## What to work on
Rewrite the listing below in full, replacing every occurrence of "farthest from its edges" with "most distant from its boundaries" and leaving everything else unchanged. Omit the pictures from your answer.
_ _ _ _ _ _ _
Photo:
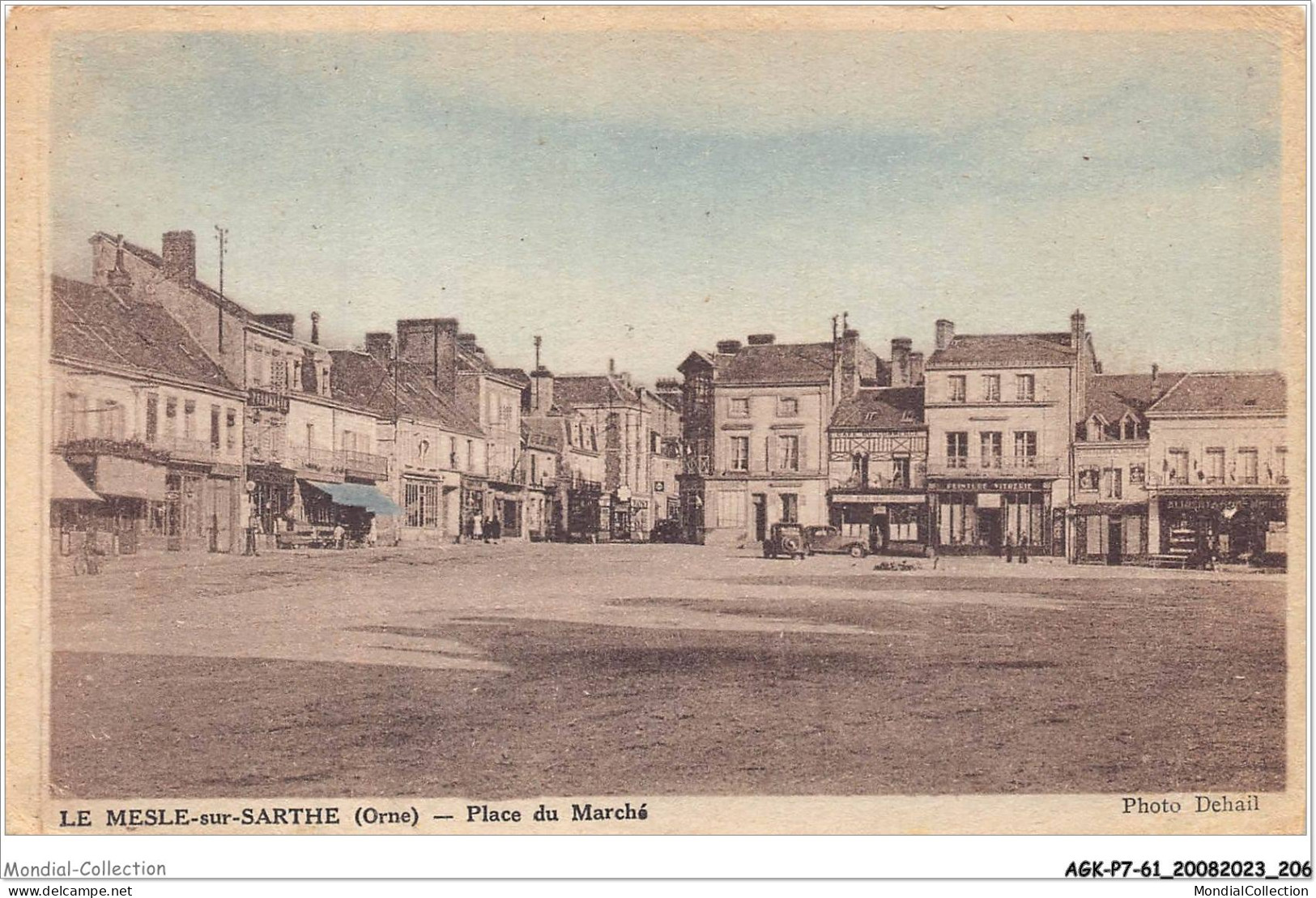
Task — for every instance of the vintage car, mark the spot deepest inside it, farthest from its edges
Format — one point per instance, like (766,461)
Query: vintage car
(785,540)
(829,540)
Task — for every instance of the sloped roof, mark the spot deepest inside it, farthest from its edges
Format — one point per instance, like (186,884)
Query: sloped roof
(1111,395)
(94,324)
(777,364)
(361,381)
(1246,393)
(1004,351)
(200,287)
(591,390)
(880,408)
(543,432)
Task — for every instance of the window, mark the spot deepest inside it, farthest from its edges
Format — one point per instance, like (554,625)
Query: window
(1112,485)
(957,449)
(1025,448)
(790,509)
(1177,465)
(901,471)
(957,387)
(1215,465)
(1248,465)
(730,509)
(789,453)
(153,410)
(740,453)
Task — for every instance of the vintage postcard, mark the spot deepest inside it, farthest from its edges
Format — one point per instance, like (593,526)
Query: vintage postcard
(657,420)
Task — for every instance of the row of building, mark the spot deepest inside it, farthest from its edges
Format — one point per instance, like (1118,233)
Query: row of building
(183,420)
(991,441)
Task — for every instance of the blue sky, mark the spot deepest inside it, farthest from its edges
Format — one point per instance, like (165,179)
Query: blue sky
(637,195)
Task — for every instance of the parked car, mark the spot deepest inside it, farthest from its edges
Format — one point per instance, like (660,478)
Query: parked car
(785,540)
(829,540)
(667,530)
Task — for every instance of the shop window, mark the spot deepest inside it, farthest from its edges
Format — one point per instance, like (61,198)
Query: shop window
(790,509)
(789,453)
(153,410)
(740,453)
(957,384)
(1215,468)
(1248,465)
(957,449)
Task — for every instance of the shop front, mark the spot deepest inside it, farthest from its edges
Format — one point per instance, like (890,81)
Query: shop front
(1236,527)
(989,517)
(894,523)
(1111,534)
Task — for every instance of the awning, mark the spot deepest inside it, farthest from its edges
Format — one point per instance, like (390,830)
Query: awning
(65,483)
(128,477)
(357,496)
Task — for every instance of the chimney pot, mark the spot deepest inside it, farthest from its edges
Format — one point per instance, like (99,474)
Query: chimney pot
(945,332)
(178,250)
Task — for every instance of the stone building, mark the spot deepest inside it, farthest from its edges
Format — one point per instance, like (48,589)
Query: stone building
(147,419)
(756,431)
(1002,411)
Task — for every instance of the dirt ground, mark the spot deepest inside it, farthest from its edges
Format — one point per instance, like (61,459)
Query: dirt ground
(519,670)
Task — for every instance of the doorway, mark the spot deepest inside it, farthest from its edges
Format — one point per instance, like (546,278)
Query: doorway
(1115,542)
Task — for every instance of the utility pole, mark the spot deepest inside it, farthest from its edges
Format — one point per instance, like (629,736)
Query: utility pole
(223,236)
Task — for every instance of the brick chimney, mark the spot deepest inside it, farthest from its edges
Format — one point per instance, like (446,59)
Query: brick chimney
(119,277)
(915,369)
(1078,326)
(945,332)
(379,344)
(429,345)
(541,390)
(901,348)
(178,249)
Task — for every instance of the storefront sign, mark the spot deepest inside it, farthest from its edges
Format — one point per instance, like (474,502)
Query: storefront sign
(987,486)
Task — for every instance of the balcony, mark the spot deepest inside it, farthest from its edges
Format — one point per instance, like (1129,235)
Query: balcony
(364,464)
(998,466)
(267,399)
_ _ _ _ _ _ _
## Response to the task
Photo:
Task — for every instance of the vintage car, mark the spot deepest inside it, most distant from its boundaries
Format — one point per instance, like (766,461)
Query: vintage car
(785,540)
(829,540)
Task — for every instance of the sloped roof, mark the spot deepest inside it, most distant from its boundaries
Format — one point per instance, like (186,884)
Query: sloped roof
(1111,395)
(94,324)
(777,364)
(361,381)
(1246,393)
(1004,351)
(200,287)
(591,390)
(880,408)
(543,432)
Task — for every instance of the window, mark the spot deepest inside it, most distant from its boundaries
Format — one point per instance, like (554,625)
Query: window
(1112,485)
(957,449)
(1025,448)
(790,509)
(1177,465)
(901,471)
(957,387)
(1215,465)
(1248,465)
(730,509)
(789,453)
(153,410)
(740,453)
Task — for every instance of the vintage postcard, mark the spot deepest inside it, most distant from its boundaries
Format — one point per instance, like (593,526)
Query: vintage postcard
(657,420)
Task — for every instance of the row of building, mark the spot deepest inside it, most distant from its boundaries
Format — one point per instance, like (1118,233)
Query: row of building
(183,420)
(991,441)
Task — for every instance of the blue sky, mark the spot deepest inside it, most distant from its boundaries
Format — one point per instance, like (165,179)
Query: blue sky
(637,195)
Task — for every instance of the parked car, mark the spot deepest inside it, most distant from its boundaries
Format — one point per instance, like (660,478)
Query: parked car
(785,540)
(829,540)
(667,530)
Task — for every instance of the shop window, mark the spot deepest inside it, most distant from its boundaries
Format — one point per instance, like (61,198)
Query: shop window
(790,509)
(789,453)
(153,410)
(740,453)
(957,384)
(1215,468)
(1248,465)
(957,449)
Task — for every instance of the shop front, mark the spot deepest inside it, most distant from its boundaries
Format — one point per instance, like (890,81)
Query: shop front
(1236,527)
(989,517)
(894,523)
(1111,534)
Task — for every instance of the awning, mark the spot deepest inside it, most distant from its boundaries
Format — one point per instance, like (390,830)
Query: awning
(65,483)
(128,477)
(357,496)
Task — for every instance of the chimney pot, mark the spot deepest inside it, most distant from its boundaries
Format — one point per instance, like (99,474)
Query: chimney pot
(945,332)
(178,250)
Task — for every instance of the stone building, mark the spot deepest inside it, most distant from its boundaries
Format — one point per instance, like (48,589)
Query: stone building
(147,419)
(756,431)
(1002,411)
Task — for every instance of the dirt ground, mark the spot deepest inside it, most distant from its boundaries
Format — one point per instance, like (61,459)
Query: dirt ground
(519,670)
Task — for every instance of the doorway, mark the spot deepest inside it, most distant from its boundaries
Format — one point per instance, like (546,278)
Query: doorway
(1115,542)
Task — for every instance of the utility pole, mark the spot deepest inside it, most distant from its boundaries
Format — one point per instance, like (629,736)
Query: utility pole
(223,236)
Task — for every instance of the brick chimney, mark the spot deepest inside it, most distant from its boundaries
Format — one point per instance, like (446,59)
Query: brick chimney
(119,277)
(915,369)
(1078,326)
(945,332)
(379,344)
(429,345)
(541,390)
(901,348)
(178,249)
Task — for every instance of the storefront sign, mark the spot deepest inside it, most distant from its boundaries
Format — one point per instance, like (474,502)
Query: storefront sign
(987,486)
Task — for every instance of the balcony, mark the spot deepest inside it, most distant from its boundaries
Format — one point per instance, like (1129,235)
Query: balcony
(364,464)
(998,466)
(267,399)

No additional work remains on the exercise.